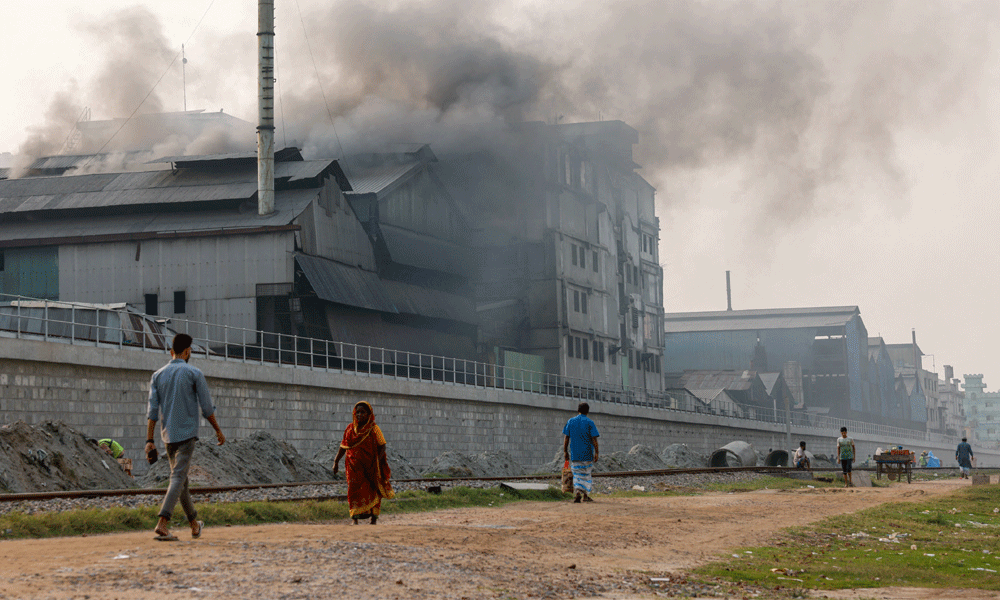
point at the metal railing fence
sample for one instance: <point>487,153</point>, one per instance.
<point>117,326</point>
□ □ □
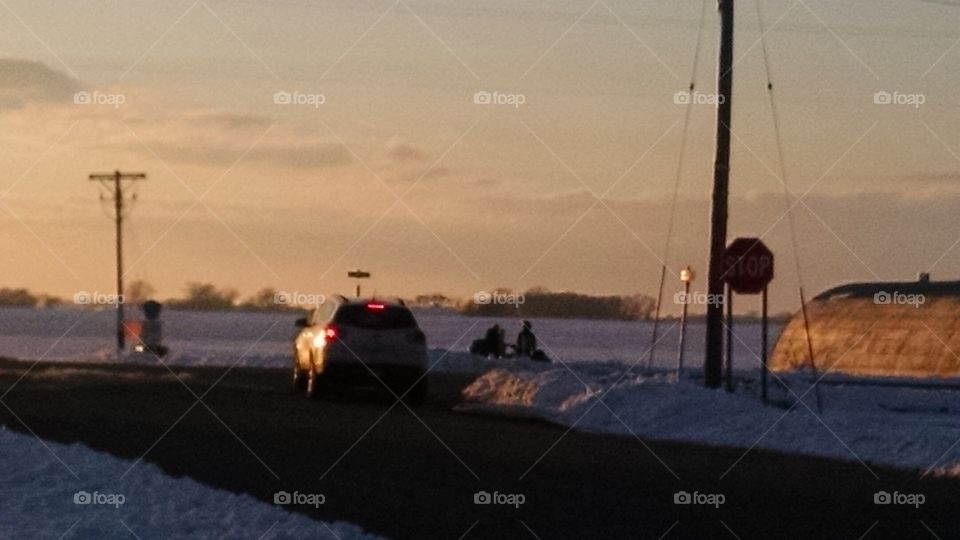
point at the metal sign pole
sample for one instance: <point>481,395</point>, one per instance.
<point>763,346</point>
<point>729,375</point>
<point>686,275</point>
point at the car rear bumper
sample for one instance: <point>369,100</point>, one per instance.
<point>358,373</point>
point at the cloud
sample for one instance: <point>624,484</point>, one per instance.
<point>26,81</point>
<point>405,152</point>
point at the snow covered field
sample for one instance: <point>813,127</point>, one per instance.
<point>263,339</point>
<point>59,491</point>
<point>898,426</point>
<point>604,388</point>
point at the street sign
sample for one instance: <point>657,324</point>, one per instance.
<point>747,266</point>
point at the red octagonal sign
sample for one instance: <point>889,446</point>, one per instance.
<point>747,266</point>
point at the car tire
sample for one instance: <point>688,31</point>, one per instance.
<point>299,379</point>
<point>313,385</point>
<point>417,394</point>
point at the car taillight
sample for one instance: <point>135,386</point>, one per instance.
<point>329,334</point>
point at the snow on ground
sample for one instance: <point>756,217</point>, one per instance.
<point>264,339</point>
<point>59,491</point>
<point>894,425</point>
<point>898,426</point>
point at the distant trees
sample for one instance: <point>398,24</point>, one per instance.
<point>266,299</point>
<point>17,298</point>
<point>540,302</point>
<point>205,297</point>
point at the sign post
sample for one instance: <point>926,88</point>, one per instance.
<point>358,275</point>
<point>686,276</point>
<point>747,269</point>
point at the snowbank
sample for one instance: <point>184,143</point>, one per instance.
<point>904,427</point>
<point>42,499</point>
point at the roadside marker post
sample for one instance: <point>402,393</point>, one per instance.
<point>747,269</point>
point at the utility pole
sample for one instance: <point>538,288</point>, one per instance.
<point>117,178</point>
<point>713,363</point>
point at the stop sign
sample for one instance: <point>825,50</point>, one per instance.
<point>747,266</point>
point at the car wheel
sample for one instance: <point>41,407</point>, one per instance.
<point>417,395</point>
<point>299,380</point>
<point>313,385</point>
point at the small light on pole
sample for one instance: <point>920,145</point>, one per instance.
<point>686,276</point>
□ □ □
§ TASK BRIEF: When the word "metal" appears in a line of the listing, copy that line.

§ RESPONSE TO THIS TASK:
point at the metal railing fence
point at the metal sign pole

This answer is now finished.